Copy every one of the following records word for word.

- [Records from a data source]

|---|

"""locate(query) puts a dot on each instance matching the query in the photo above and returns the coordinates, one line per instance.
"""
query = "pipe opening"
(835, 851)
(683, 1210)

|---|

- [RESULT FOR THIS TASK]
"""locate(query) puts a dot on each instance matching the query in the photo above and returns the coordinates, one line per instance.
"""
query = "pipe opening"
(835, 851)
(683, 1210)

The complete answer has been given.